▶ **Aim of the task**: Copy exactly the lines of the records below, and only those lines, beginning with the line that contains "</instance>" and ending with the line that contains "positive clicks: (991, 338) (1074, 333)".

• • •

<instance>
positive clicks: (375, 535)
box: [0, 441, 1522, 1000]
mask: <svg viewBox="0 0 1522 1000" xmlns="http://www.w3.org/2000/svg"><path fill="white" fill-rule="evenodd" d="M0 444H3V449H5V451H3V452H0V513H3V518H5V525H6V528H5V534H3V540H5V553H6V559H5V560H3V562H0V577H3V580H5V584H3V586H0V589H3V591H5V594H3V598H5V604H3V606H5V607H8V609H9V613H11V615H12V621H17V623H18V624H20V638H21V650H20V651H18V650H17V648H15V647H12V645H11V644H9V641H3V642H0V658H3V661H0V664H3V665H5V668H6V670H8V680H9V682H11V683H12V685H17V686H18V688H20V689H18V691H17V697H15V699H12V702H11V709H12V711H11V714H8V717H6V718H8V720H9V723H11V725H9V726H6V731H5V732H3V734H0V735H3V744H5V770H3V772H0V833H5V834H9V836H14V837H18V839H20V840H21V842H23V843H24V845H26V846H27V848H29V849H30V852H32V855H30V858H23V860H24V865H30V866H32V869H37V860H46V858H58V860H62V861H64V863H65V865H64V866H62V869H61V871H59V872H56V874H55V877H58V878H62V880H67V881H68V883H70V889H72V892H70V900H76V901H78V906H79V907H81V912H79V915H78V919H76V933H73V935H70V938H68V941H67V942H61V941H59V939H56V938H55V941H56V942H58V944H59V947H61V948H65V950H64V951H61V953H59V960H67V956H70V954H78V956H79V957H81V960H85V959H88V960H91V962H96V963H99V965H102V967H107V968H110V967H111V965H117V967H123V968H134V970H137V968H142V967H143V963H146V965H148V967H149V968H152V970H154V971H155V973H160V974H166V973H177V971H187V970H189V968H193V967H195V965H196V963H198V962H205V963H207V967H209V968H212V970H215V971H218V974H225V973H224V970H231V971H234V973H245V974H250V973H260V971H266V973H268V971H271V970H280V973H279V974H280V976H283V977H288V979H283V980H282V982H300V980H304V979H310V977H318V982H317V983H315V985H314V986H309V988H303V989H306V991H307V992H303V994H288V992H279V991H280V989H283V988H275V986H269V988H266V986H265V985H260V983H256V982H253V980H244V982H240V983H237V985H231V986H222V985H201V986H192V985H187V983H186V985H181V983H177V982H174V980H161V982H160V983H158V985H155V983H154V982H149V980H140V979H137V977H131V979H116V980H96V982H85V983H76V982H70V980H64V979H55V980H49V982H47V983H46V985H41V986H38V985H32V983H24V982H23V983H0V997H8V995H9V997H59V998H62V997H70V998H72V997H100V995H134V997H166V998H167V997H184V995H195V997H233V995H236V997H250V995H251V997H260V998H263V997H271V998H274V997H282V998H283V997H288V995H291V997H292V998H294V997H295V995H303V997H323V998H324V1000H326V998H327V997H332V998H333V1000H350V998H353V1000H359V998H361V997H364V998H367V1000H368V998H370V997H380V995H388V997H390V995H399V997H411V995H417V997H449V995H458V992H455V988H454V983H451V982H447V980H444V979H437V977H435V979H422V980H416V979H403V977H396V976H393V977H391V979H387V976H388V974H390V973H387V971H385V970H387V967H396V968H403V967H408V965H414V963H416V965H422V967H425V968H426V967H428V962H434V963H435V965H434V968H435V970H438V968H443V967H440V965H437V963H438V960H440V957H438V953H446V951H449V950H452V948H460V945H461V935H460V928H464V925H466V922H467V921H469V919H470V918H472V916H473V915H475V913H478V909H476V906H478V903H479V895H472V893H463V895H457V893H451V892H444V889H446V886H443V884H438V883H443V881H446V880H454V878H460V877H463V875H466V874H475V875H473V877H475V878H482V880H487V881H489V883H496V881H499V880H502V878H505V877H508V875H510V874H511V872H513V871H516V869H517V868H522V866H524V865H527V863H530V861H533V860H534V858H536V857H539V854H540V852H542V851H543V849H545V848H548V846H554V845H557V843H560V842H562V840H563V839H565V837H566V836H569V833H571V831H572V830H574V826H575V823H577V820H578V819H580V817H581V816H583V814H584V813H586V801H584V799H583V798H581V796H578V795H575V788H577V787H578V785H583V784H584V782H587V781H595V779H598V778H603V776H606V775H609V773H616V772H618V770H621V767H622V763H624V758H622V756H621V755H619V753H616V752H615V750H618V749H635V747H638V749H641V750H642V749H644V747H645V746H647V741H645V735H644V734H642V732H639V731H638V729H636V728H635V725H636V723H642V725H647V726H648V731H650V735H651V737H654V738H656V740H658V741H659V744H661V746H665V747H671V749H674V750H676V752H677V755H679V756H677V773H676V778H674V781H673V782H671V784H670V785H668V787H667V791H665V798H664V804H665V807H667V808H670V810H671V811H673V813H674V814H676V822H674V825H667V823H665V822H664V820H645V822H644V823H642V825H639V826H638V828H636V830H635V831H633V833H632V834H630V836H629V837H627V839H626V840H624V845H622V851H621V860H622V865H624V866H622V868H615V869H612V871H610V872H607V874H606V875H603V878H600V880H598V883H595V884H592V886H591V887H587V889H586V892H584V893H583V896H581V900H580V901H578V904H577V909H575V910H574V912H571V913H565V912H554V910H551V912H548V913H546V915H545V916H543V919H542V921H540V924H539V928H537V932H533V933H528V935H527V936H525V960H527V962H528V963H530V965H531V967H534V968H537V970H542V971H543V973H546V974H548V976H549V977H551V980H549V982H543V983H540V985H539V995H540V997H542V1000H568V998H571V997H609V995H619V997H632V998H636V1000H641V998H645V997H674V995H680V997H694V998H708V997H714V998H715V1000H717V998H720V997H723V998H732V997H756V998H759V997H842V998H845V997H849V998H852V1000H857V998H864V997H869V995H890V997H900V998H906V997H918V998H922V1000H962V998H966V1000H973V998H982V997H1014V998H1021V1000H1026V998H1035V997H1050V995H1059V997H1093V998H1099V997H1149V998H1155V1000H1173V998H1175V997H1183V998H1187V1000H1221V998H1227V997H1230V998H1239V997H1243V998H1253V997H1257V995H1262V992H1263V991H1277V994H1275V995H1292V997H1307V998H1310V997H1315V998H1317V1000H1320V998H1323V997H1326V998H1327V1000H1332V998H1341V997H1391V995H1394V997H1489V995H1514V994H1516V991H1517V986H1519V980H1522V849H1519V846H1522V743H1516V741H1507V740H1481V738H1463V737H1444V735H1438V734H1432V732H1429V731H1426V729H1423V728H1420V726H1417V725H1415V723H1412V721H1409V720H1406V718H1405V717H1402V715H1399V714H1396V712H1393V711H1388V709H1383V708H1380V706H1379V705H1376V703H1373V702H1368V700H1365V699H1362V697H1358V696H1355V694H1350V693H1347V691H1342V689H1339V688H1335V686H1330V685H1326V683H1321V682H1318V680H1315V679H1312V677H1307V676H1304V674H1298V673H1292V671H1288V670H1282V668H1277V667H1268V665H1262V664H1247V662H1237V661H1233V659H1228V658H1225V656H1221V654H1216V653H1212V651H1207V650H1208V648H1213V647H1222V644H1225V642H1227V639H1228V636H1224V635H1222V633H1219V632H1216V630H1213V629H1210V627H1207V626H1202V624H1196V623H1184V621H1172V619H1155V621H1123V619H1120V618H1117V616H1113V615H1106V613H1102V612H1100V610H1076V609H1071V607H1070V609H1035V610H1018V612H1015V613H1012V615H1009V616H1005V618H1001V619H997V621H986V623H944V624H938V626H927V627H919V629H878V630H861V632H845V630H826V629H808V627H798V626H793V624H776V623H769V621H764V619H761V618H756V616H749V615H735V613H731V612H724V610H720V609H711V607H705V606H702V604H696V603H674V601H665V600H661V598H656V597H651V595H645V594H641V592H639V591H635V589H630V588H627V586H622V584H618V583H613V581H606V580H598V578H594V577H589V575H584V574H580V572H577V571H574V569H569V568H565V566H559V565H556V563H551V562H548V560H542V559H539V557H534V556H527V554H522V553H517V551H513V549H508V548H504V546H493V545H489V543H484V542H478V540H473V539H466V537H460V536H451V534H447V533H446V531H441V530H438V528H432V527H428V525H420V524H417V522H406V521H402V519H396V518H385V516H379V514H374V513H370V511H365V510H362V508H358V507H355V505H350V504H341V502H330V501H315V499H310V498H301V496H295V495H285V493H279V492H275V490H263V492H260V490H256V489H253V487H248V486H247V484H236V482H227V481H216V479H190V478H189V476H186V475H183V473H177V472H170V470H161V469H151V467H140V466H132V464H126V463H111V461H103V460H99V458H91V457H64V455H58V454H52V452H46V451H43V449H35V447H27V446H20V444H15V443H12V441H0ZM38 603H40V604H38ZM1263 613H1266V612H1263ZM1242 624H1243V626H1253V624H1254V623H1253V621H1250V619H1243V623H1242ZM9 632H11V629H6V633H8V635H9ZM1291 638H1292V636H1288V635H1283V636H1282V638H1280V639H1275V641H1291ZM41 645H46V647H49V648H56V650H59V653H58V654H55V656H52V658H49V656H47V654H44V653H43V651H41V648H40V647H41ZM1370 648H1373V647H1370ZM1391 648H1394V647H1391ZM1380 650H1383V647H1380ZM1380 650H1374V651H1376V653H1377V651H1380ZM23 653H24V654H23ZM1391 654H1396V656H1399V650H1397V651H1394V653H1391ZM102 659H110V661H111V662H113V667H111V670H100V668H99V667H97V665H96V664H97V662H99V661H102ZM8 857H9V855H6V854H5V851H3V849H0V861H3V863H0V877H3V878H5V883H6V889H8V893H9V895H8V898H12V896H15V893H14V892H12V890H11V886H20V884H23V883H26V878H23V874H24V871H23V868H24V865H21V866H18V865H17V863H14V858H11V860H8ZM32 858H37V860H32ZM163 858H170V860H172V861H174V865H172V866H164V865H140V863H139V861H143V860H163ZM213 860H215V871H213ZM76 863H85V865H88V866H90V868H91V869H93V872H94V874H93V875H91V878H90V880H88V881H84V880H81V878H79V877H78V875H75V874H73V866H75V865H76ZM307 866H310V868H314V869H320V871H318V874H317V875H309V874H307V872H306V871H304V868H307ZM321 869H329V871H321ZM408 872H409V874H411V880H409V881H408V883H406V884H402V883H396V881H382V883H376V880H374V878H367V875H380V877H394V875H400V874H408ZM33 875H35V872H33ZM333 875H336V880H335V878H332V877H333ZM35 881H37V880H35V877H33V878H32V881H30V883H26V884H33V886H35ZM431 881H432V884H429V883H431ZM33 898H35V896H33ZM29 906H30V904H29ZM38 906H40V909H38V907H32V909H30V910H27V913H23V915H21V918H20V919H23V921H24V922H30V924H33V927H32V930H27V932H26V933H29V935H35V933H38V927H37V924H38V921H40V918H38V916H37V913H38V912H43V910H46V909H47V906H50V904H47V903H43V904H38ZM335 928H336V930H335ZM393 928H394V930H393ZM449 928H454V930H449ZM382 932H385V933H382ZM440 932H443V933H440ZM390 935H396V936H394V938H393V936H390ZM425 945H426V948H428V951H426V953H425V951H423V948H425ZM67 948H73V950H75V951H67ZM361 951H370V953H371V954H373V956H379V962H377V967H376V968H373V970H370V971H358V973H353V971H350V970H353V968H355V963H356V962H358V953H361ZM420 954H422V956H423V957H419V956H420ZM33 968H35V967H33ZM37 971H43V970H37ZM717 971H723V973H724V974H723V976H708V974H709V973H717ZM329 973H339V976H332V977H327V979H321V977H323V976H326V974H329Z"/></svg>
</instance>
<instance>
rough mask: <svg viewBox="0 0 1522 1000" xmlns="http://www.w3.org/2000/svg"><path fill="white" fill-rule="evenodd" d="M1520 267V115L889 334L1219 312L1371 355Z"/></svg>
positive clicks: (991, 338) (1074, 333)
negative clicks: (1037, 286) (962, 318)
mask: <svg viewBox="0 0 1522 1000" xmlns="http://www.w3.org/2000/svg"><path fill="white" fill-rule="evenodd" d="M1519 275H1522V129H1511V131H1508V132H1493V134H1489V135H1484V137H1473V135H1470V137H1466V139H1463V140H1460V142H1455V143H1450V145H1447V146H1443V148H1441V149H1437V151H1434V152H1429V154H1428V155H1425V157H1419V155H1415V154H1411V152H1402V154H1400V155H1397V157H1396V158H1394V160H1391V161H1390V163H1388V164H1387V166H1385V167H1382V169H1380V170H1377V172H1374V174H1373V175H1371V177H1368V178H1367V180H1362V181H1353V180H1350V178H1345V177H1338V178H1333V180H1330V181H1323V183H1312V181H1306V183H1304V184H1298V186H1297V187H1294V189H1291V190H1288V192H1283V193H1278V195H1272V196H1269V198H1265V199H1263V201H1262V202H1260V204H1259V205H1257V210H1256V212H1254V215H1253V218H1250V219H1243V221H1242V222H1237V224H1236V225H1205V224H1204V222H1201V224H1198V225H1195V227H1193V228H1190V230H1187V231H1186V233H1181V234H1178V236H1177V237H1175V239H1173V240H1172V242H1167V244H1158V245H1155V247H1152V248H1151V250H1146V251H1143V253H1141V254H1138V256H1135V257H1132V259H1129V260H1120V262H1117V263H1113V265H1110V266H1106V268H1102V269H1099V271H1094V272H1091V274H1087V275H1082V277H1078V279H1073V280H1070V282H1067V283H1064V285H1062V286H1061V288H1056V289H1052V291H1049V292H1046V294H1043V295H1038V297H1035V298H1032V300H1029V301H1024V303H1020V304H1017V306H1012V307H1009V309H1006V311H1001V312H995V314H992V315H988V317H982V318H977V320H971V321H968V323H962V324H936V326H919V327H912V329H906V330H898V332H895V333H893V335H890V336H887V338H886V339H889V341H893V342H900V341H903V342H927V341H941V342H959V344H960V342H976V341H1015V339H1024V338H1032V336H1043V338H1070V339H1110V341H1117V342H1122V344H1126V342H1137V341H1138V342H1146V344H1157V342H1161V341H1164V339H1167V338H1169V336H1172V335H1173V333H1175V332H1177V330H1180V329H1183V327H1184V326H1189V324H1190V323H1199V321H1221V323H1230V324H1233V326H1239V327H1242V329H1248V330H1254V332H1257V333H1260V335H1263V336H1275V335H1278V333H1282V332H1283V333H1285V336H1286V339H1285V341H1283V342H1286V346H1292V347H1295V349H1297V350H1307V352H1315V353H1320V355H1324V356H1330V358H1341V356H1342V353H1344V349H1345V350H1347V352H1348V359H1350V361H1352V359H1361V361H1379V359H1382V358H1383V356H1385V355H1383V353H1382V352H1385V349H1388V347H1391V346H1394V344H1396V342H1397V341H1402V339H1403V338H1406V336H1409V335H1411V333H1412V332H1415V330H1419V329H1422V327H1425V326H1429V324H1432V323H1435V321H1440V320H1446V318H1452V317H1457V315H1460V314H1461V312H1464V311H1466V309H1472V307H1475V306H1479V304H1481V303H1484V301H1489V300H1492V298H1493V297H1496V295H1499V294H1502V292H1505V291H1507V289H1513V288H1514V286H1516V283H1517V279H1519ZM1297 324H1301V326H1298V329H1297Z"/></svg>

• • •

▶ **Result of this exercise**:
</instance>
<instance>
rough mask: <svg viewBox="0 0 1522 1000" xmlns="http://www.w3.org/2000/svg"><path fill="white" fill-rule="evenodd" d="M1520 267V115L889 334L1219 312L1371 355Z"/></svg>
positive clicks: (991, 338) (1074, 333)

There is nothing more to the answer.